EXERCISE: Report how many lines of the material contain the string "green". Add nothing beyond the number.

----------------------------------------

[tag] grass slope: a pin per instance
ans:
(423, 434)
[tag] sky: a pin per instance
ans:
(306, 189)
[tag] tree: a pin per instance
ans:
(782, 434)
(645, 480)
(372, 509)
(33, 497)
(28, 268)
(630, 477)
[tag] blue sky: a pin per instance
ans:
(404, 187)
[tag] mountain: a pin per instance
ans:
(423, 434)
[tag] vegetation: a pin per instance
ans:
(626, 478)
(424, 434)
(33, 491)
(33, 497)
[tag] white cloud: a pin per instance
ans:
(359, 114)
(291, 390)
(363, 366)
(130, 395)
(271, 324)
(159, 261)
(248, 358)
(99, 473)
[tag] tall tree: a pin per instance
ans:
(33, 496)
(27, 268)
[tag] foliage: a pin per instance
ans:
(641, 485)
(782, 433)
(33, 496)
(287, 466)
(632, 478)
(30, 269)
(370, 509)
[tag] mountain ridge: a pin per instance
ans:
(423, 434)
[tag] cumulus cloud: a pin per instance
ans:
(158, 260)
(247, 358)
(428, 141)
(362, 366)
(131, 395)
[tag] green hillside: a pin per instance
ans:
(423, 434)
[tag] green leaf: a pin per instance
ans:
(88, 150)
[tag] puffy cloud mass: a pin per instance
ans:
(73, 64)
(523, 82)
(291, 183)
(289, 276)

----------------------------------------

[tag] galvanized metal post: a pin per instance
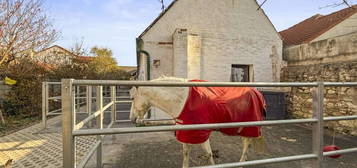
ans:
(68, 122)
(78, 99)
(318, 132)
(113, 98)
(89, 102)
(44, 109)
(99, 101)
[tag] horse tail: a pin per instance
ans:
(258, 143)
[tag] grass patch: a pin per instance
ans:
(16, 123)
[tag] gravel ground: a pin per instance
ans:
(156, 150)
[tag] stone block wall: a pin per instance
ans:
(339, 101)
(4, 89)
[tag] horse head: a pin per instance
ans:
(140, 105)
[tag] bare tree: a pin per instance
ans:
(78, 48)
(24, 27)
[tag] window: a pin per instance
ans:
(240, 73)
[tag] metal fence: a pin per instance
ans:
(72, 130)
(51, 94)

----------------------------------------

REPLY TO THE EXERCISE: 2